┌─ 掲載文
不均一だからこそお気に入りの表情を探したい
表面が濃く光って見える部分は、もみ殻の成分が溶けてガラス質に変化したため。一枚として同じ表情のものはない

芸術大学に在学時代、実験的に土を窯で焼いてみたところ、土とはまったく異なる硬い物質になって窯から出てきた。その光景に心奪われ、山本憲卓さんは陶芸に目覚めたという。
 
「もともとアート性の強いオブジェを制作していたのですが、土を練って窯で焼いてうつわをつくる。陶器づくりは原始的ですごくおもしろいなと思って」と語る山本さん。意識しているのは、土本来の美しさを引き出すこと。そのためなるべく手を加えず、フォルムも高台などを省いて極限までシンプルに。土と炎の力を借りて生み出されるうつわは力強く、マットな質感から大地の優しさが伝わってくる。自然が生み出す造形美を、ぜひ肌で感じてほしい。
└─
┌─ データ抜粋
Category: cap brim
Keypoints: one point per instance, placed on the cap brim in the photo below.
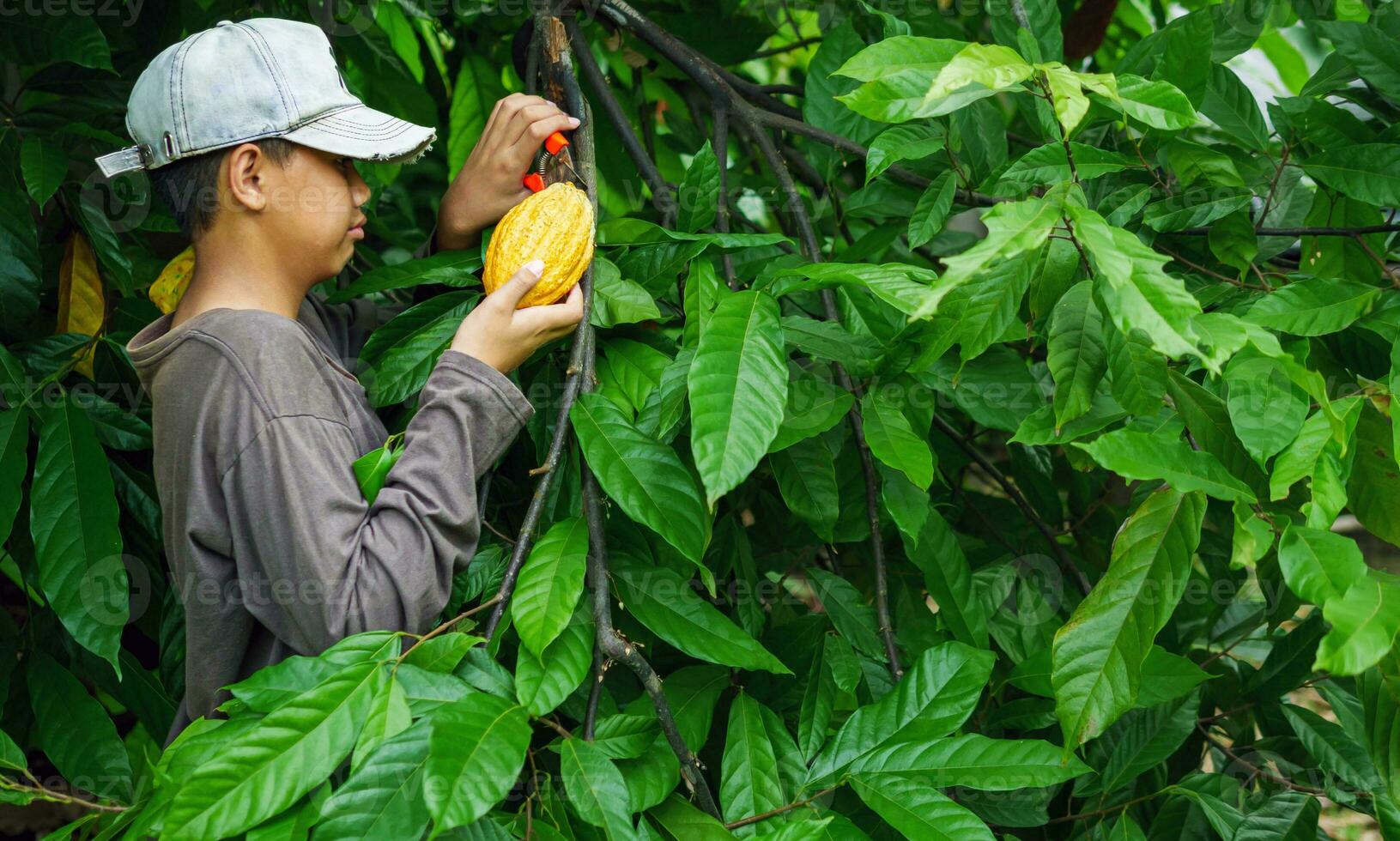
└─
• [やること]: 陶芸の掲載文から「不均一だからこそお気に入りの表情を探したい」から「さんは陶芸に目覚めたという。」までを、両端の語句も含めて一字一句変えずに書き写すこと。

• [回答全文]:
不均一だからこそお気に入りの表情を探したい
表面が濃く光って見える部分は、もみ殻の成分が溶けてガラス質に変化したため。一枚として同じ表情のものはない

芸術大学に在学時代、実験的に土を窯で焼いてみたところ、土とはまったく異なる硬い物質になって窯から出てきた。その光景に心奪われ、山本憲卓さんは陶芸に目覚めたという。